Directions ->
Print out the entire listing verbatim.
Start of Provided data
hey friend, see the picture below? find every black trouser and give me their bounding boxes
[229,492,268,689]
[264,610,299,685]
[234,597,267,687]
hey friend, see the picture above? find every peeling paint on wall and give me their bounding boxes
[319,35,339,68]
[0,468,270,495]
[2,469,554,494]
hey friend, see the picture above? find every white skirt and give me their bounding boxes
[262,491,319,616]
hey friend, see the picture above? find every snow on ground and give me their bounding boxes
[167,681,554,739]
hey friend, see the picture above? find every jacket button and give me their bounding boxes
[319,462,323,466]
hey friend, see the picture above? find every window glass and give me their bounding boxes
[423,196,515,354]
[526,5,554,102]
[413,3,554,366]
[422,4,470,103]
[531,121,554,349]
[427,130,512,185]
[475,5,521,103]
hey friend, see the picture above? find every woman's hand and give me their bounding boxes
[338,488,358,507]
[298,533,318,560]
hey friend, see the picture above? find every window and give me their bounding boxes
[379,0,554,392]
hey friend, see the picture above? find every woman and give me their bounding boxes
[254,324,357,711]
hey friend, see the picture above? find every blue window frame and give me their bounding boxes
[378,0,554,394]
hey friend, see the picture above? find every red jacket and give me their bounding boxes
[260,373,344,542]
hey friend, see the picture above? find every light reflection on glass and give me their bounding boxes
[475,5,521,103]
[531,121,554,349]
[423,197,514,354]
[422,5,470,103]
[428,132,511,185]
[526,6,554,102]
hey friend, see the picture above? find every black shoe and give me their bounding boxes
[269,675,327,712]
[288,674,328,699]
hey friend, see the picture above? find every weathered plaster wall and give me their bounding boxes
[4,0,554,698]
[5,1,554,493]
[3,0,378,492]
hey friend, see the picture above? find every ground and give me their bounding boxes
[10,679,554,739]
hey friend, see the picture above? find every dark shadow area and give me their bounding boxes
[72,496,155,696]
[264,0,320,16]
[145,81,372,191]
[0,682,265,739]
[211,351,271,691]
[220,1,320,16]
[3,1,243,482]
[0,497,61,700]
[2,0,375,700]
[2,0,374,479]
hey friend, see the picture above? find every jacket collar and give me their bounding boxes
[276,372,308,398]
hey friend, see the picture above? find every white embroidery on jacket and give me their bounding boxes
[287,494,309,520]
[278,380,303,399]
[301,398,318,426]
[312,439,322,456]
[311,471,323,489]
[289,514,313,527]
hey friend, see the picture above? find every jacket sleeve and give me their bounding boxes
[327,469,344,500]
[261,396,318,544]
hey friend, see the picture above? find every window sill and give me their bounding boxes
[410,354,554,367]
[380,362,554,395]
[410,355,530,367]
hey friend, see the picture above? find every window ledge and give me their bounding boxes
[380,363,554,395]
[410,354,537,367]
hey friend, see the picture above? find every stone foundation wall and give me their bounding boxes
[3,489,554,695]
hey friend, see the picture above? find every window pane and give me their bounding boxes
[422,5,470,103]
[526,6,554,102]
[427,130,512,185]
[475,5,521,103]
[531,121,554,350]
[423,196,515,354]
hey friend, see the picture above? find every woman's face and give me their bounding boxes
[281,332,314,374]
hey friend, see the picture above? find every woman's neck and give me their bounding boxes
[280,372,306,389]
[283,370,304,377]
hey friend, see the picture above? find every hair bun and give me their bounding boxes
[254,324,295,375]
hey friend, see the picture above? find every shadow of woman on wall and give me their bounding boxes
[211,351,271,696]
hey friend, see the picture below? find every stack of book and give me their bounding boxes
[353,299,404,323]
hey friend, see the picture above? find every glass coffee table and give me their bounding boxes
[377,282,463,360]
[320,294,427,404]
End of Provided data
Answer space ->
hey friend, see the picture below? find every black trouser and give me their bounding boxes
[229,492,268,689]
[264,610,299,685]
[234,597,267,687]
hey friend, see the picture above? find every peeling paint on wall and give me their bounding boxes
[319,35,339,68]
[0,468,270,495]
[2,469,554,494]
hey friend, see the picture above? find every white skirt and give me their bounding boxes
[262,491,319,616]
hey friend, see the picture above? find every snow on ground and give me their bounding boxes
[167,681,554,739]
hey friend, see the picture above? find every jacket button and give me their bounding boxes
[319,462,323,466]
hey friend, see the picture above? find every window glass and give me their bounding boxes
[423,196,515,354]
[526,5,554,102]
[413,3,554,366]
[422,4,470,103]
[531,121,554,349]
[427,130,512,185]
[475,5,521,103]
hey friend, see the picture above? find every woman's hand and give me their bounding boxes
[338,488,358,507]
[298,533,318,560]
hey friend, see the picture above? find every window and give me their bounding boxes
[379,0,554,392]
hey friend, see the picture above? find every woman and give me their bounding boxes
[254,324,357,711]
hey friend, see the picture above? find every blue window frame and give me their bounding boxes
[378,0,554,394]
hey friend, see the picture above? find every red jacket and give me their bounding boxes
[260,373,344,542]
hey friend, see the picture above? find every light reflection on glass and give me their bounding boxes
[475,5,521,103]
[531,121,554,349]
[423,197,514,354]
[422,5,470,103]
[428,132,511,185]
[526,6,554,102]
hey friend, see the picture above? find every black shoe and give me their bounding boxes
[269,675,327,712]
[288,674,328,699]
hey friend, see the picture above? find every weathered plaster wall and give me their bounding boxes
[4,0,554,698]
[5,1,554,493]
[3,0,378,492]
hey friend, see the picture above? find every ground and give me their bounding boxes
[10,679,554,739]
hey friend, see the picture above? find every dark shadow area and give me their bounding boxes
[72,496,155,696]
[264,0,320,16]
[145,81,372,191]
[0,682,265,739]
[211,351,271,691]
[220,1,320,16]
[3,1,243,482]
[0,497,61,700]
[2,0,375,700]
[2,0,374,479]
hey friend, see the picture above? find every jacket collar and give me their bounding boxes
[276,372,308,398]
hey friend, see the picture above? find every white embroidery on jacket and give me their bounding boxes
[287,494,309,520]
[278,380,303,399]
[301,398,318,426]
[312,439,322,456]
[311,471,323,489]
[289,514,313,527]
hey friend, see the picture above? find every jacket sleeve and give me their bounding boxes
[327,469,344,500]
[261,396,318,544]
hey friend, see the picture above? find every window sill and give me their bounding boxes
[410,354,554,367]
[380,362,554,395]
[410,355,530,367]
hey friend, see the picture above? find every window ledge and give me their bounding boxes
[380,363,554,395]
[410,354,537,367]
hey friend, see the picture above? find every stone foundation wall and give me their bounding boxes
[3,489,554,695]
hey friend, see the picture above? find every window pane and give me their bounding boxes
[422,5,470,103]
[526,6,554,102]
[427,130,512,185]
[475,5,521,103]
[531,121,554,350]
[423,196,515,354]
hey friend, see the picture above? find every woman's face and give me their bounding boxes
[281,332,314,374]
hey friend, see the picture above? find every woman's neck and give me their bounding boxes
[280,372,306,389]
[283,370,304,377]
hey friend, see the picture above? find every hair bun and give me their bounding boxes
[254,324,295,375]
hey friend, see the picture above? find every shadow of woman on wall and give me their bounding boxes
[211,351,271,696]
hey friend, see the picture below? find every stack of book and give me their bounding boxes
[353,299,404,323]
hey friend, see the picture above? find every glass coffee table and give me their bounding boxes
[377,282,463,360]
[320,294,427,404]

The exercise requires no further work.